• Activity: Beginning with the line that mentions "out the apartment", reproduce every line through the last line of the entries, exactly, and only those.

Start of Material shown

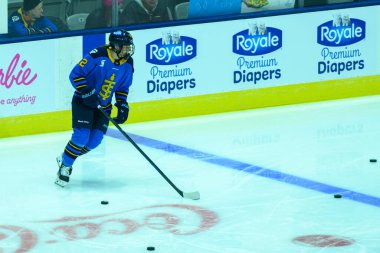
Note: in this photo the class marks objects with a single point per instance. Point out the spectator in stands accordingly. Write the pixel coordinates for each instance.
(102, 17)
(29, 20)
(144, 11)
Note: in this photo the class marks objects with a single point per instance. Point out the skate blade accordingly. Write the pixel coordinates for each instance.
(60, 182)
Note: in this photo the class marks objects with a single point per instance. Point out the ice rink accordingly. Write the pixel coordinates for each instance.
(267, 179)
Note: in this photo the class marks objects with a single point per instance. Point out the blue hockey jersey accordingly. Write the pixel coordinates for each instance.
(98, 70)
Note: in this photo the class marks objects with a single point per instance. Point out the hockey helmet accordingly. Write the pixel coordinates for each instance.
(121, 37)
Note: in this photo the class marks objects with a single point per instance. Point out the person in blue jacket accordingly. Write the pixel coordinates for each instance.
(104, 73)
(29, 20)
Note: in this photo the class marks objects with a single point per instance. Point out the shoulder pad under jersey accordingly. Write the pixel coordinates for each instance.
(99, 52)
(130, 61)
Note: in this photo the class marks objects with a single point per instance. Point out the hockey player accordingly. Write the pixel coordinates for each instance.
(29, 20)
(105, 72)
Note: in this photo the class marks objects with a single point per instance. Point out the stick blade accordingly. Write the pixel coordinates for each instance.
(192, 195)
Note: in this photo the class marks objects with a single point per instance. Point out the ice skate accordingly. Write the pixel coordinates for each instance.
(63, 174)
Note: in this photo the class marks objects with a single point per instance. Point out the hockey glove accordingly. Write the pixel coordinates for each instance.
(90, 99)
(122, 113)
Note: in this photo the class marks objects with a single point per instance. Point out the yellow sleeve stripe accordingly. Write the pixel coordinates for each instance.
(81, 86)
(78, 79)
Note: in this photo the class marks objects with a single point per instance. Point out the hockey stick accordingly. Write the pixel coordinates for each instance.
(188, 195)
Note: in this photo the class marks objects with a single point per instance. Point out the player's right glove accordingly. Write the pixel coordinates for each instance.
(122, 112)
(90, 99)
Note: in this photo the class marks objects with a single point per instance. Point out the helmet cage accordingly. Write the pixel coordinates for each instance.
(121, 38)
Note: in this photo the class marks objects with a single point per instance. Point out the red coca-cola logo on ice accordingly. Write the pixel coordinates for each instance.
(175, 219)
(17, 73)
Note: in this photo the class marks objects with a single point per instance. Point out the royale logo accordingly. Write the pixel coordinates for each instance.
(171, 49)
(257, 40)
(341, 31)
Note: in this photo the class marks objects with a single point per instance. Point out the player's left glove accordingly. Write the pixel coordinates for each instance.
(122, 113)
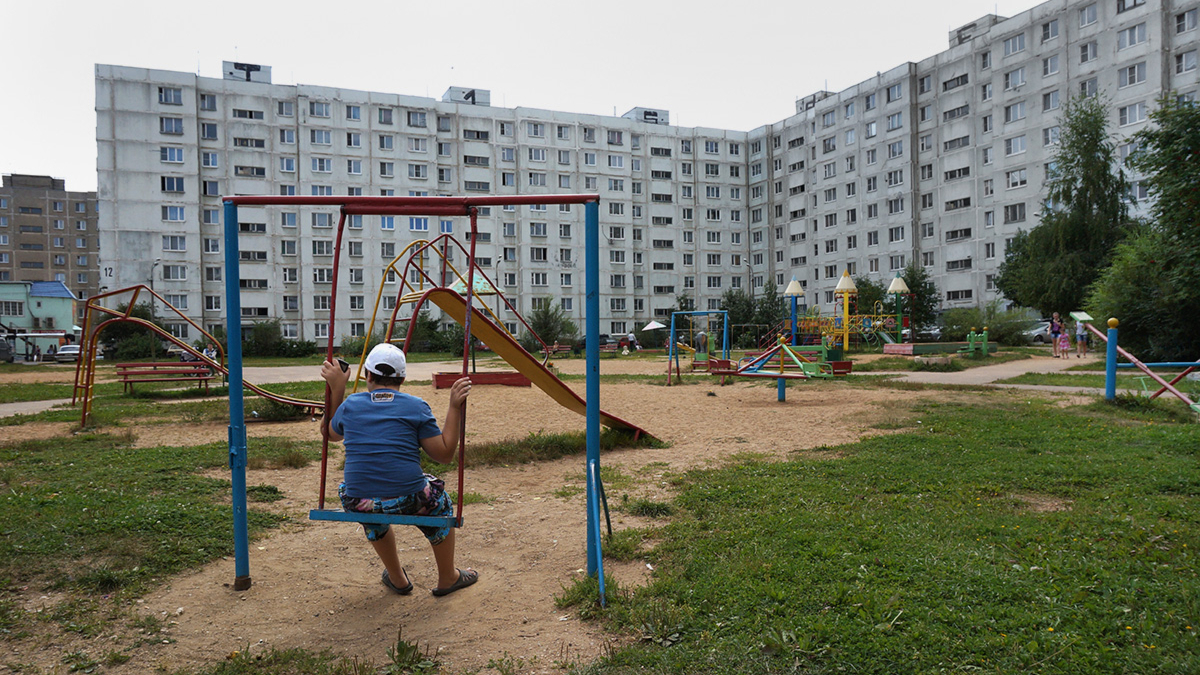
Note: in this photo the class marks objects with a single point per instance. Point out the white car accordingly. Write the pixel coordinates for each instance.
(67, 353)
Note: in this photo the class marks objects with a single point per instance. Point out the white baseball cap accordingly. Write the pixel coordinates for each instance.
(387, 360)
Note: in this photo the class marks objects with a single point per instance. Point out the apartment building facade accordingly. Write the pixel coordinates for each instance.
(48, 233)
(939, 161)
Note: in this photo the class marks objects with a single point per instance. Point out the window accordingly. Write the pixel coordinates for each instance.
(172, 126)
(171, 96)
(1014, 213)
(1087, 15)
(1049, 30)
(1014, 78)
(1050, 65)
(1132, 114)
(1186, 61)
(1014, 112)
(1014, 145)
(1014, 45)
(1089, 52)
(1132, 75)
(1131, 36)
(1186, 22)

End of Material shown

• Solved problem:
Note: in this photo the class marks objects with a single point per instance. Point out the apartment building facade accordingly. Write the pixel coordinates for each instance.
(48, 233)
(939, 161)
Note: in this photo the class marks objects with a single point per instance. Point out the window accordingly. Write the pixel coordinates for each instance.
(172, 126)
(171, 96)
(1014, 213)
(1087, 15)
(1049, 30)
(1014, 78)
(1050, 65)
(1132, 114)
(1186, 61)
(1014, 112)
(1014, 145)
(1014, 45)
(1089, 52)
(1132, 75)
(1131, 36)
(1186, 22)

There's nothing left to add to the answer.